> **What to work on**
Count the lines in the material that contain the string "arched", matching case exactly. Give only the number.

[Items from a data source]
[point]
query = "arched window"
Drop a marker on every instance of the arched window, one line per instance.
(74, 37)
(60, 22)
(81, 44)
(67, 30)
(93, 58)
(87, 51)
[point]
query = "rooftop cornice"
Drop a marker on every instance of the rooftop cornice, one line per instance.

> **Expected answer**
2